For the curing agent component, the following constituents are filled into the inner casing of the aerosol cans in the sequence specified below:

0.3	g	Ethylene glycol
6.0	g	Butyl acetate
23.7	g	Basonat HI 190 B/S NG

The inner casing is then inserted into the 2K aerosol can and the can is sealed.

To apply the contents (paint), the can is actuated by destroying the casing located inside, shaken for 2 minutes to ensure the components are homogeneously distributed and then left to rest for 30 minutes. The paint can be sprayed after shaking the can again for 15 seconds. The paint spray contains less than 0.1% w/w of monomeric or dimeric isocyanates. The blending process is promoted by means of a mixing aid.

Due to the system being encapsulated in the 2K aerosol can, the user has no direct contact with the toxic constituents of the hardener component, since these have already been largely eliminated by mixing the components in the in casing and further reduced by reaction with the binding agent component. In the applied paint coat, the hardener component is bonded to the polymeric binding agent and thus has a polymeric character itself.

Application from the aerosol can is based on expelling and atomization of the paint system by means of propellant gas. The atomization process takes place immediately after the paint exits the nozzle of the aerosol cans, with the paint being directed in a targeted manner towards the object to be coated. Using dimethyl ether as a propellant results in the blowback of spray material in the direction of the user and, in this way, the user is exposed to a significantly lower dose of expelled paint constituents and potentially harmful low-molecular curing agent components.

The invention also relates to the method of filling such 2K aerosol cans as described in the example.

Claims

1. Two-component paint system comprising a binding agent component and a curing agent component which are separated from one another prior to application of the paint system and are brought into contact with one another for application, so that the binding agent in the binder component crosslinks by contact with the curing agent component, with the binder component containing, in addition to the binding agent, at least one solvent which is unreactive with the curing agent component, a crosslinking catalyst and a propellant agent, characterized in that the curing agent component is obtainable by pre-reaction of a deficient amount of a bi- or trifunctional low-molecular-weight active hydrogen-carrying compound with an isocyanate-based crosslinker having a residual content of monomeric or dimeric isocyanates of ≤1% w/w, said paint system being contained in a 2K aerosol spray can provided with an inner casing.

2. Two-component coating system according to claim 1, characterized in that the residual content of monomeric or dimeric isocyanates amounts to ≤0.1% w/w.

3. Two-component paint system according to claim 1, characterized in that the binding agent contains conventional additives and pigments.

4. Two-component paint system according to claim 1, characterized in that the binding agent component contains acetone and/or butyl acetate as solvent.

§ Dataset records:
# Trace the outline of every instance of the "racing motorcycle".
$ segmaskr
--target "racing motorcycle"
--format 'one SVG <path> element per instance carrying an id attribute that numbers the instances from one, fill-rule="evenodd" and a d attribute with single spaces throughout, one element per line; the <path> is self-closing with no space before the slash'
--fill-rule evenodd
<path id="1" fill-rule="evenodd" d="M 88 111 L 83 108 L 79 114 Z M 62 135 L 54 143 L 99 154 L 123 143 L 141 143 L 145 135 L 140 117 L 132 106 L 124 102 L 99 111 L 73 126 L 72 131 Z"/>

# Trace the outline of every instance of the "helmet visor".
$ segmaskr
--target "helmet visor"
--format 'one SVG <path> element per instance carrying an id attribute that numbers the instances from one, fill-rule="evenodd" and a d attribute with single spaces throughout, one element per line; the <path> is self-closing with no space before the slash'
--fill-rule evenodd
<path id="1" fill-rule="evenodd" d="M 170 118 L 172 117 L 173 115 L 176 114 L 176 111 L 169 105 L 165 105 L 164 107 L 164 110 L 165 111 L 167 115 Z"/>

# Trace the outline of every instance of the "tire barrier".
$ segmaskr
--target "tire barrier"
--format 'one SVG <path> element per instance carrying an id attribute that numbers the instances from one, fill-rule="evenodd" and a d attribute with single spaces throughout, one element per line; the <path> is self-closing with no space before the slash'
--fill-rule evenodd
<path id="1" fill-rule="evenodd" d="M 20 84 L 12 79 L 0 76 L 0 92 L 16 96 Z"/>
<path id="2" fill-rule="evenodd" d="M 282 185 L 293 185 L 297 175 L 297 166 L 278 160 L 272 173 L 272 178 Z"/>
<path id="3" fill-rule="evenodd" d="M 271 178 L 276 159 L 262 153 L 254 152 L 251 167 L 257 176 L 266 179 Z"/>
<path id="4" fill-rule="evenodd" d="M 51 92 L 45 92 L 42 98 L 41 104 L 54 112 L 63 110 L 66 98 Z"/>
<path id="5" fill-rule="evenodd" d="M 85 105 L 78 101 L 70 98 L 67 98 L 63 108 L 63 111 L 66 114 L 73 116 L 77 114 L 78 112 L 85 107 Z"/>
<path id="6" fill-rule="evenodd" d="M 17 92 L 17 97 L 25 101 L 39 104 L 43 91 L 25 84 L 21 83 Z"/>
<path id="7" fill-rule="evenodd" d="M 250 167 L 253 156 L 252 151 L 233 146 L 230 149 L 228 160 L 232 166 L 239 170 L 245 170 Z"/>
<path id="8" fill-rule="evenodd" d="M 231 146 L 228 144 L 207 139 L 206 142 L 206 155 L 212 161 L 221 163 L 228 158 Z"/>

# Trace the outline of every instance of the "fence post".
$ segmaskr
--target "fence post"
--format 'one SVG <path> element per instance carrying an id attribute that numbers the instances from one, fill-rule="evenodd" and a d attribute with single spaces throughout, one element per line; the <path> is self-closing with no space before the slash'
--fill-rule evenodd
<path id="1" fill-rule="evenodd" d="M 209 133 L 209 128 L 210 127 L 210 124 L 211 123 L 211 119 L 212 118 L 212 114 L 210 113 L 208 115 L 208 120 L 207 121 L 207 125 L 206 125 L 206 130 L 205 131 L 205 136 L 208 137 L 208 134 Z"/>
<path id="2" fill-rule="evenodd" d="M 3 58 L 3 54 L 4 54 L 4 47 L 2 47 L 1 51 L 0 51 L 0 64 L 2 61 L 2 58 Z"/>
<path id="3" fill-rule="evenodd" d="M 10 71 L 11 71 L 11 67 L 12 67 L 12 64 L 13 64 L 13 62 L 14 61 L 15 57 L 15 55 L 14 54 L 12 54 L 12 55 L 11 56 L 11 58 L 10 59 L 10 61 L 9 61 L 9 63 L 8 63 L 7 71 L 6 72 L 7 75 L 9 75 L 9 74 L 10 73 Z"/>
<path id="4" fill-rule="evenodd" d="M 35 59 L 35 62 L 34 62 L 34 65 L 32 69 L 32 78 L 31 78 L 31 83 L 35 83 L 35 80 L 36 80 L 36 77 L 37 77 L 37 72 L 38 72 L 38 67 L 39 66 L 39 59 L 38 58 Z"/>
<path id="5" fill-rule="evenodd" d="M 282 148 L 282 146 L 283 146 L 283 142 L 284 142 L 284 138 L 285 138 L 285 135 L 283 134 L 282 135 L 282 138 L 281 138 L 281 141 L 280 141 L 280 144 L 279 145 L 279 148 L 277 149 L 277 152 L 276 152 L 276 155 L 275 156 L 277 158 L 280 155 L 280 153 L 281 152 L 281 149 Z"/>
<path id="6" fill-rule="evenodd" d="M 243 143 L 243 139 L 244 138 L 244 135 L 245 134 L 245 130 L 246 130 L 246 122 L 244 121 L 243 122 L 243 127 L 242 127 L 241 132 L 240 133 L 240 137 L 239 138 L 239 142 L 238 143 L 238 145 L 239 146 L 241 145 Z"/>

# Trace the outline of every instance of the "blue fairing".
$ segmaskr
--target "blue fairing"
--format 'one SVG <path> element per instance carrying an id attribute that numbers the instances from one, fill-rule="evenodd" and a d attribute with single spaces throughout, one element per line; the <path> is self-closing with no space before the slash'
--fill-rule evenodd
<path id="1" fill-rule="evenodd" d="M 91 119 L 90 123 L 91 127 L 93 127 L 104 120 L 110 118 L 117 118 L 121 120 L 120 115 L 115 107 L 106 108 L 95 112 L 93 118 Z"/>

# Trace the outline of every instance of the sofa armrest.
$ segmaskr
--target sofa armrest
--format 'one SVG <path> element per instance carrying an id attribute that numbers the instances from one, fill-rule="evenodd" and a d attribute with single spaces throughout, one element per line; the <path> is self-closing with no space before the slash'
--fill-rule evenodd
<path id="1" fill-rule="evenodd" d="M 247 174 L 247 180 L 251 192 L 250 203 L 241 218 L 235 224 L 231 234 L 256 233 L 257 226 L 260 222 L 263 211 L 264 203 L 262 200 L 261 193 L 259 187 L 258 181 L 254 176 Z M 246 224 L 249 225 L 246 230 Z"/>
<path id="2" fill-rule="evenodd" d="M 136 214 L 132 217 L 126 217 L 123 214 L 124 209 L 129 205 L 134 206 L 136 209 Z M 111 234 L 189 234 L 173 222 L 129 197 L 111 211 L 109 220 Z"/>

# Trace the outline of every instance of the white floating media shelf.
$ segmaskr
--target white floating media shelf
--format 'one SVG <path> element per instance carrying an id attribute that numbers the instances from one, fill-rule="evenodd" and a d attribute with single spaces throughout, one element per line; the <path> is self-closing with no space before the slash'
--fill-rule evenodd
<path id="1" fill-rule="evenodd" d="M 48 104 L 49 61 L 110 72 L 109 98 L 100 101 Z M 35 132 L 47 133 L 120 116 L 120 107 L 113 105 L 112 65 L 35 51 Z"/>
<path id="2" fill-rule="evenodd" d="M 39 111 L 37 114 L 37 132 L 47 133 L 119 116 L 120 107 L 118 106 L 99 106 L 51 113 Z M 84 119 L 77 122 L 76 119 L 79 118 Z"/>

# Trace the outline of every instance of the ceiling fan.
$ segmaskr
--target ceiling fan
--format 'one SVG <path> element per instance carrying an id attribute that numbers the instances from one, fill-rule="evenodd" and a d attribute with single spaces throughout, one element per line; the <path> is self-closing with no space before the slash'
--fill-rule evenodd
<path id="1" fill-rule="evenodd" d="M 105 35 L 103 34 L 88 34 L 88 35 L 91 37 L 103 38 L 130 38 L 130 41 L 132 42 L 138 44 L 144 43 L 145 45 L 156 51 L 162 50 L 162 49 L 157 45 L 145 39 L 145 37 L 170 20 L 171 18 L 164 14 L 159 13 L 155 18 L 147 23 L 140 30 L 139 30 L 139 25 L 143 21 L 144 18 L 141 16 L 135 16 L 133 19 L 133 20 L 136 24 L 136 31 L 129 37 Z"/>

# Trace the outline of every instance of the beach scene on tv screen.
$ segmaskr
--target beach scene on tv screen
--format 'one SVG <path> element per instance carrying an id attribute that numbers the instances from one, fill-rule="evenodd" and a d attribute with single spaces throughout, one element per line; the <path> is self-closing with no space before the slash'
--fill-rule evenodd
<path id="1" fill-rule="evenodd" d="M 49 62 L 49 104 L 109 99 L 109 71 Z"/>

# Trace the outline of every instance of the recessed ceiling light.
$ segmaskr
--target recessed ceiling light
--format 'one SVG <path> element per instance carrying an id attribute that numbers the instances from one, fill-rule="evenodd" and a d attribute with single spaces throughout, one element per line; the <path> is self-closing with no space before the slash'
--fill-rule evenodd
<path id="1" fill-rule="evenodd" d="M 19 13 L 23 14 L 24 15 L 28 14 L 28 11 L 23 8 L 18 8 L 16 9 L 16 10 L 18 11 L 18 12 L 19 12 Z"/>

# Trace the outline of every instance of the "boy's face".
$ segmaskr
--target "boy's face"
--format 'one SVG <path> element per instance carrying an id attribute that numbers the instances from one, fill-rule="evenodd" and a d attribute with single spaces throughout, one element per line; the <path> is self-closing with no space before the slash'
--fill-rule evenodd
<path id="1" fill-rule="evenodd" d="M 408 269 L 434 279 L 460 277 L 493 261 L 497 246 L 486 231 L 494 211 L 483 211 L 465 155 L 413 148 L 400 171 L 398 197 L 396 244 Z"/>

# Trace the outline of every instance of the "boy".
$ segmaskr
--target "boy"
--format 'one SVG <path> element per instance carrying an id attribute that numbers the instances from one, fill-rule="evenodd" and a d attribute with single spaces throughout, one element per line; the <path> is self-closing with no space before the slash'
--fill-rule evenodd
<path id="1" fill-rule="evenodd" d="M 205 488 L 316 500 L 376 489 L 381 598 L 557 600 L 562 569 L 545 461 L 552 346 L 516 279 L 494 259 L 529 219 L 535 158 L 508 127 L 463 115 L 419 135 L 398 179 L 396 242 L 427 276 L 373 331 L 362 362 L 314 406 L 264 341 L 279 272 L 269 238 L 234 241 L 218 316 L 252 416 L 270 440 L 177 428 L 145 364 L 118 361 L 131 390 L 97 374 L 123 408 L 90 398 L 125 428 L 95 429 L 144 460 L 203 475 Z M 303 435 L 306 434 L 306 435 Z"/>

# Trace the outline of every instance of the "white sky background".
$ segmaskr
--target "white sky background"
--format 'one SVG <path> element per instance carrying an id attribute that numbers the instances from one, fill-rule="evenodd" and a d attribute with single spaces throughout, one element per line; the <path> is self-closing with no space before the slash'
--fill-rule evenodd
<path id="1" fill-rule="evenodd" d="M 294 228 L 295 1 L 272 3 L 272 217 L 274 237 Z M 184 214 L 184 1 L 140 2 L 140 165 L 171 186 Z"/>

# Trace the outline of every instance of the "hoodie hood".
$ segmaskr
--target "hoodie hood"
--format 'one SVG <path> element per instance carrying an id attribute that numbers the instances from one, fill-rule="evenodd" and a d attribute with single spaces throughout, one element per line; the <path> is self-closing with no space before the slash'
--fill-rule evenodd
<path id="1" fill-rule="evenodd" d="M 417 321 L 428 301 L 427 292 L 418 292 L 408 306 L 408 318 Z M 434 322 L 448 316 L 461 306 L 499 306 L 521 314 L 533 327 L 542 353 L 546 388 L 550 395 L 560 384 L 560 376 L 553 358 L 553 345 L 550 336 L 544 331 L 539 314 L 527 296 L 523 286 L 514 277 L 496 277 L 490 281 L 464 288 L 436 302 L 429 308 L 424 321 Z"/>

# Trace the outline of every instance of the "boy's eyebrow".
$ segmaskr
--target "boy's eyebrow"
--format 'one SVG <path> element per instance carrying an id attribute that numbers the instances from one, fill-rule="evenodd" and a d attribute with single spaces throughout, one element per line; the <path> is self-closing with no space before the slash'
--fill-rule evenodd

§ Brief A: Decide whether each statement agrees with the aerosol paint text. Answer yes or no, and quote the words that settle it. (i) After actuation, the can is shaken for 2 minutes and then left to rest for 30 minutes. (ii) Before spraying, the can is shaken again for 30 seconds. (iii) Claim 4 names acetone and/or butyl acetate as a solvent in the binding agent component.
§ Brief B: Extract everything in the aerosol paint text from "Due to the system" down to "polymeric character itself.".
§ Brief C:
Answer these questions from the aerosol paint text.
(i) How many grams of Basonat HI 190 B/S NG go into the inner casing?
(ii) According to claim 3, what does the binding agent contain?
(iii) What residual content of monomeric or dimeric isocyanates does claim 2 specify?

§ Task response A:
(i) Yes: "shaken for 2 minutes to ensure the components are homogeneously distributed and then left to rest for 30 minutes"
(ii) No: "The paint can be sprayed after shaking the can again for 15 seconds."
(iii) Yes: "the binding agent component contains acetone and/or butyl acetate as solvent"

§ Task response B:
Due to the system being encapsulated in the 2K aerosol can, the user has no direct contact with the toxic constituents of the hardener component, since these have already been largely eliminated by mixing the components in the in casing and further reduced by reaction with the binding agent component. In the applied paint coat, the hardener component is bonded to the polymeric binding agent and thus has a polymeric character itself.

§ Task response C:
(i) 23.7 g
(ii) Conventional additives and pigments
(iii) ≤0.1% w/w